### Document extract

Error Import File With "Import" Of Rtracklayer
1
0
Entering edit mode
10.3 years ago
ska007 • 0

Hi, This is related to a the question found here (http://biostar.stackexchange.com/questions/3414?sort=newest#sort-top). I am trying to import a gff file using import("file.gff") which contains a set of chromosomal positions for all chrmosomes in mouse. When I use the rtracklayer command

genes = import("file.gff")
names(genes)= "chr1" "chr10" "chr11" "chr12" "chr13" "chr14" "chr15" "chr16" "chr17" "chr18" "chr19" "chr2" "chr3" "chr4" "chr5" "chr6" "chr7" "chr8" "chr9" "chrX" "chrY"


How do I make sure that the import doesn't cause the chromosomal order to change I want it to import it into teh dataRange genes in the order

"chr1" "chr2" "chr3" "chr4" "chr5" "chr6" "chr7" "chr8" "chr9" "chr10" "chr11" "chr12" "chr13" "chr14" "chr15" "chr16" "chr17" "chr18" "chr19" "chrX" "chrY"


chip-seq next-gen sequencing r • 2.4k views
0
Entering edit mode

The names are sorted in lexical order, however the order of chromosome names is irrelevant for further analysis e.g. overlap computation in GenomicRanges/IRanges. The other way around that also makes sense, if the order of names appearing makes any difference to your analysis, then there is possibly something wrong with your analysis.

1
Entering edit mode
10.3 years ago
Neilfws 49k

I don't think the order in which the data are imported has any bearing on your problem.

First, I assume that rtracklayer imports entries in the order in which they appear in the GFF file.

### What you will do
A. Translate this sentence from the rtracklayer import thread into Spanish: "I don't think the order in which the data are imported has any bearing on your problem."
B. Reproduce the rtracklayer import thread's wording from "chip-seq next-gen sequencing" up to and including "on your problem.".

### Data listing
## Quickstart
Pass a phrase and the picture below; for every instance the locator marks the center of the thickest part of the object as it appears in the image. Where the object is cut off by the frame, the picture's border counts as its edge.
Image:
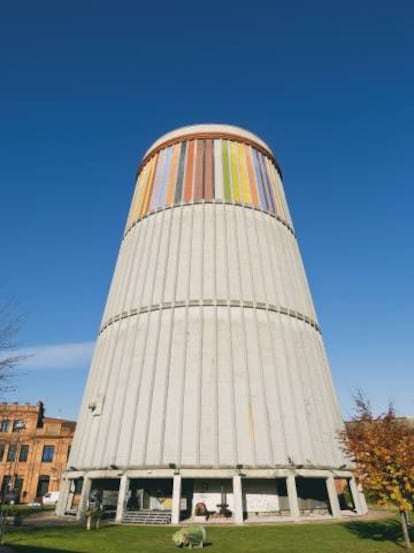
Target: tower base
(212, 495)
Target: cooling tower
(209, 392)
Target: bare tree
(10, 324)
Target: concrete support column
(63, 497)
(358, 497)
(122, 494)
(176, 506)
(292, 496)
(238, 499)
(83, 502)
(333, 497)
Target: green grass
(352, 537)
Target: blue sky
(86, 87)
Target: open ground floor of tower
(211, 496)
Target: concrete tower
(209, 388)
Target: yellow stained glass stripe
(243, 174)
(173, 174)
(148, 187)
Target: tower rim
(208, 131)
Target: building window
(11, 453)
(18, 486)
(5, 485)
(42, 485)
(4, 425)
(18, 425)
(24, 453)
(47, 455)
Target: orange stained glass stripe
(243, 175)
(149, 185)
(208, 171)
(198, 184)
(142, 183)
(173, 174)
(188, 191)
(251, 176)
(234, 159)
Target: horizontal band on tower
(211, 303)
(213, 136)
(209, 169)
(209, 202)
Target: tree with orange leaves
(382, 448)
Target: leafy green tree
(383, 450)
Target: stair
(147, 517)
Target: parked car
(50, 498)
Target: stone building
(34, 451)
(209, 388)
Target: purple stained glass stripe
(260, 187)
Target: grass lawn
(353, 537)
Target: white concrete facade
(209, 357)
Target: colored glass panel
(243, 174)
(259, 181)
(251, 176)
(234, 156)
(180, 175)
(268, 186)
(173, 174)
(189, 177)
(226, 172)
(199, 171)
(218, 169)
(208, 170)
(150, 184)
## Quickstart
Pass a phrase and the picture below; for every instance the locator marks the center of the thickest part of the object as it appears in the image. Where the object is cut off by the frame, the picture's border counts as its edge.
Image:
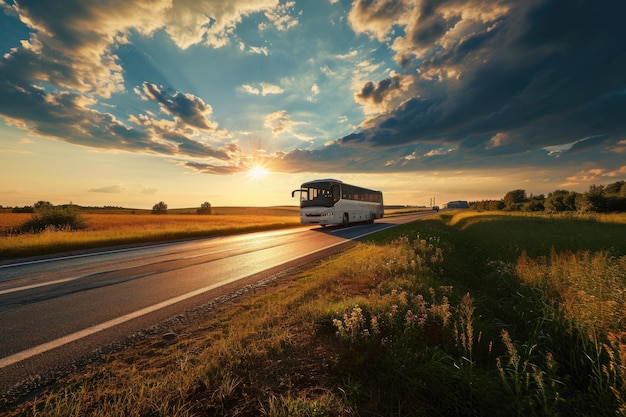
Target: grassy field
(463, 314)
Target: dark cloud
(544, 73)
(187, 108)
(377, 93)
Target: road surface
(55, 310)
==
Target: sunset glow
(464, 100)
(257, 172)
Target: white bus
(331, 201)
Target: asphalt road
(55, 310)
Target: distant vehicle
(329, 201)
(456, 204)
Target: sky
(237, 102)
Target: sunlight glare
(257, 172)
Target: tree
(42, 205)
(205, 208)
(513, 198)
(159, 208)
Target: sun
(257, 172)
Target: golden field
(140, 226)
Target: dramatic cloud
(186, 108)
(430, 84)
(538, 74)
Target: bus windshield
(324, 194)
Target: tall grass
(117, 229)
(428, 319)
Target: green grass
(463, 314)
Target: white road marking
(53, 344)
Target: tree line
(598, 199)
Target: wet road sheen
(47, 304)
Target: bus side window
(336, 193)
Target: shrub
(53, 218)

### Results for each task
A. No creo que el orden en que se importan los datos tenga relación alguna con tu problema.

B.
chip-seq next-gen sequencing r • 2.4k views
0
Entering edit mode

The names are sorted in lexical order, however the order of chromosome names is irrelevant for further analysis e.g. overlap computation in GenomicRanges/IRanges. The other way around that also makes sense, if the order of names appearing makes any difference to your analysis, then there is possibly something wrong with your analysis.

1
Entering edit mode
10.3 years ago
Neilfws 49k

I don't think the order in which the data are imported has any bearing on your problem.